↓↓↓

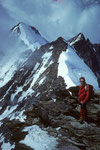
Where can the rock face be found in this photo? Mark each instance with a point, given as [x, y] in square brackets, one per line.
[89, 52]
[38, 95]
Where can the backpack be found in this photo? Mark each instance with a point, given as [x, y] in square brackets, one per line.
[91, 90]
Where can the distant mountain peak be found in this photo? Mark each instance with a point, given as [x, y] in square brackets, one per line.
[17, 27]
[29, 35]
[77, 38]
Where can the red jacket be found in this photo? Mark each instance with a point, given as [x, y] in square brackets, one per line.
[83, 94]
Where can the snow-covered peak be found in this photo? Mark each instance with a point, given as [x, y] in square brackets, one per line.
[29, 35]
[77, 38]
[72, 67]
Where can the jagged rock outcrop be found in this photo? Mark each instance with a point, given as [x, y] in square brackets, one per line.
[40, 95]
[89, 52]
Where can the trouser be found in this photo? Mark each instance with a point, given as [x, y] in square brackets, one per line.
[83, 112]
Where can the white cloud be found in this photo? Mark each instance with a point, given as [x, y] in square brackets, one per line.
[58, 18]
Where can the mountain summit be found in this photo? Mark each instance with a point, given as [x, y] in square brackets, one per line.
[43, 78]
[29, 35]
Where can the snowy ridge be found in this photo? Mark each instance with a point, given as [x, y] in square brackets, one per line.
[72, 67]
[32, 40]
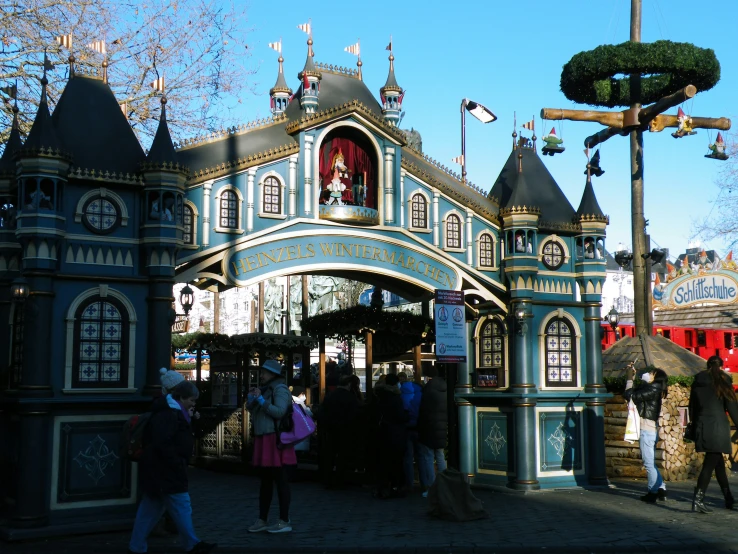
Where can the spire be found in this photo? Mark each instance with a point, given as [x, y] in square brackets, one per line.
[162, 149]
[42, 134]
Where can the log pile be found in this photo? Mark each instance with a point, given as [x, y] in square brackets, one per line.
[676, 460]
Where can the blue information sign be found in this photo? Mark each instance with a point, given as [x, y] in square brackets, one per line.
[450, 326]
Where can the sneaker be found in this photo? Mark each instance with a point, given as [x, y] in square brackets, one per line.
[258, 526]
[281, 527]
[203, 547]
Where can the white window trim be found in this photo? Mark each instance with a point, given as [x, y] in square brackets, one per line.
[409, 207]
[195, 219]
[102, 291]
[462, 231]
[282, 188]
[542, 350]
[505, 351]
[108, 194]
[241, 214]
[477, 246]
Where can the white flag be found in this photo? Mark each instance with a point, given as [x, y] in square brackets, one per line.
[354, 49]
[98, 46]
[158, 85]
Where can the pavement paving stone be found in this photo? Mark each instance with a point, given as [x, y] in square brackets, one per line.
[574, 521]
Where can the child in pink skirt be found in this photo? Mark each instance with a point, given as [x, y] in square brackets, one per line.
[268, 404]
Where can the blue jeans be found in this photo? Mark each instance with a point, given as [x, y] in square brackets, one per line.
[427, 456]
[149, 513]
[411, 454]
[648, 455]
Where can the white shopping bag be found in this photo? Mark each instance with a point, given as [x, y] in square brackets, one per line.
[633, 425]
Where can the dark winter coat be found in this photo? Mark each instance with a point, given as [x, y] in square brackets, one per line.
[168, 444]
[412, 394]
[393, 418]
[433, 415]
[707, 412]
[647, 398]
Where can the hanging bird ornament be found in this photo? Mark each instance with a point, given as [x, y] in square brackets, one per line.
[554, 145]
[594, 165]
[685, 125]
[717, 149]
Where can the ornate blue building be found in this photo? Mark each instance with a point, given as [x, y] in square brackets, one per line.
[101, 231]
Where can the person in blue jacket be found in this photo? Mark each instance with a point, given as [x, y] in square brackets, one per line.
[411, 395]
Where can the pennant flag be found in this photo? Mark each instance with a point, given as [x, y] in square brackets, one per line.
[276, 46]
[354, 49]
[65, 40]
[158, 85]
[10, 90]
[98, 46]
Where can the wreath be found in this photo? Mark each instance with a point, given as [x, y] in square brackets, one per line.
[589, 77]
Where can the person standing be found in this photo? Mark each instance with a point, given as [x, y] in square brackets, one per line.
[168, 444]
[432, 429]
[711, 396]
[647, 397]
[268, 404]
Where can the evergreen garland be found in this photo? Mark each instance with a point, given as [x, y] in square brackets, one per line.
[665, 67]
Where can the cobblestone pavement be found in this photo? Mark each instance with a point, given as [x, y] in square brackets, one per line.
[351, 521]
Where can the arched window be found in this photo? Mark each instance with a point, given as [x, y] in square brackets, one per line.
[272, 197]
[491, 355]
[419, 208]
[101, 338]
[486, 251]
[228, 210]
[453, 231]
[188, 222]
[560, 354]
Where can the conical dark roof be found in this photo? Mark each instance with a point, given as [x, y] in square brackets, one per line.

↑↑↑

THE REQUEST:
In your copy of the records, include no pictures; repeat everything else exactly.

SOLUTION:
Where can the rock face be found in this photo? Mark each instance with a point, given as [x, y] in square brackets, one per line.
[89, 52]
[38, 95]
Where can the backpack be found in this photo? Mark each instance with a point, given as [x, y] in square brackets, one per line.
[91, 90]
Where can the distant mountain peak be found in this photo? Mark each instance with a point, given as [x, y] in square brackets, one per line.
[17, 27]
[29, 35]
[77, 38]
Where can the red jacket be found in this photo? Mark each instance with a point, given as [x, y] in square brackets, one per line.
[83, 94]
Where can the snow-covered peak be found in this photo? Mark each instance with a point, given as [x, y] in square brackets, one per line.
[29, 35]
[77, 38]
[72, 67]
Where can the jagged rock outcrop be found in this photo? Mark each instance with a point, given as [x, y] in square brackets, one per line.
[40, 95]
[89, 52]
Where can the trouser be found in this photo? Mark each instance with a point, given as [x, y] in square brackets, one per line.
[83, 112]
Where can the white cloud be found in this photo? Mark each instance with a point, given as [x, y] in square brackets, one per line.
[58, 18]
Where can the mountain summit be found in this photo? Mark each instance with a point, given as [x, y] in square brackets, one per line.
[43, 78]
[29, 35]
Where can the snowy ridge be found in this photo? Mark each instance with a point, given as [x, y] in square brackets, one per line.
[72, 67]
[32, 40]
Where can the spire be found in this photo? Mark each instance with a point, given as [x, y] in square brackets, one per line.
[162, 149]
[42, 134]
Where can the log pile be found in this photo? Mark each instance with a point, given as [x, y] in square brackets, one per line.
[676, 460]
Where can the blue information sign be found in this photo? Mark each instance with a point, given as [x, y] in square brackets, one per line.
[450, 326]
Where can the sneaker be found in this photo? Mark each instance with a point, given as [x, y] in square brackets, one per line.
[258, 526]
[281, 527]
[203, 547]
Where can the white window trim be found in this photo? Mark each instance with a point, given as [x, y] in square brackets, one per line.
[409, 207]
[195, 219]
[102, 291]
[462, 231]
[282, 188]
[542, 350]
[505, 351]
[108, 194]
[241, 214]
[477, 246]
Where can the white flag be found in this photo? Mark each instance with a point, given as [x, y] in square brackets, one per line.
[354, 49]
[98, 46]
[158, 85]
Where can the pavement paving stone be found in this photo? Mark each instance with a point, given as [x, y] in square brackets, one per line.
[574, 521]
Where can the child in pink skirt be found in this photo? Mark each instance with a point, given as [x, y] in square brackets, one per line.
[268, 404]
Where can the blue jeans be found in this photo? Mark each instance with a point, given as [x, y] in square brackets, one per line.
[427, 456]
[149, 513]
[411, 454]
[648, 455]
Where can the white shopping bag be found in this photo? Mark each instance with a point, given as [x, y] in square brackets, one per line.
[633, 425]
Where can the dark winter coat be found in this photo? Mark each instance with a point, given as [x, y] in square brackets, one per line.
[168, 444]
[412, 394]
[393, 418]
[433, 415]
[707, 412]
[647, 398]
Where can the hanging bird ornament be found in this photo? Mark each instance with a point, given as [x, y] in square brackets, one per line.
[554, 145]
[594, 165]
[685, 125]
[717, 149]
Where can the ornate blue building be found in this photo? Mark each instance with a point, given as [x, y] in square brackets, one per line.
[101, 231]
Where can the person in blue jacket be found in this photo? Mark each instance with a point, given as [x, y] in square brackets, one per line.
[411, 395]
Where can the pennant flag be found in this photo? Mark each instance with a point, given as [x, y] in square brackets, one per line.
[276, 46]
[354, 49]
[65, 40]
[158, 85]
[10, 90]
[98, 46]
Where can the wreath be found in this photo? Mark each instance with a point, given as [x, y] in square brackets, one per line.
[589, 77]
Where can the person standing be found in this photo? Mark each instance with a point, given as [x, y] in square brackets, one per line.
[168, 444]
[432, 429]
[711, 396]
[647, 397]
[268, 404]
Where can the evergreen garland be found in this photo? Mark each instance with a point, given as [x, y] in square brackets, one per line.
[665, 67]
Where can the cobblestone pavement be found in this photo? Mark each instance with a point, given as [x, y] in square brackets, one per line.
[351, 521]
Where can the arched window be found in this photo? Mark each instance with a point, given as [x, y] in square brackets, one per line.
[272, 197]
[491, 355]
[419, 208]
[101, 338]
[486, 251]
[228, 210]
[453, 231]
[188, 222]
[560, 354]
Where can the conical dark roof be found in this photo? Mark each instance with a point, given as [x, y] in square brackets, one per line.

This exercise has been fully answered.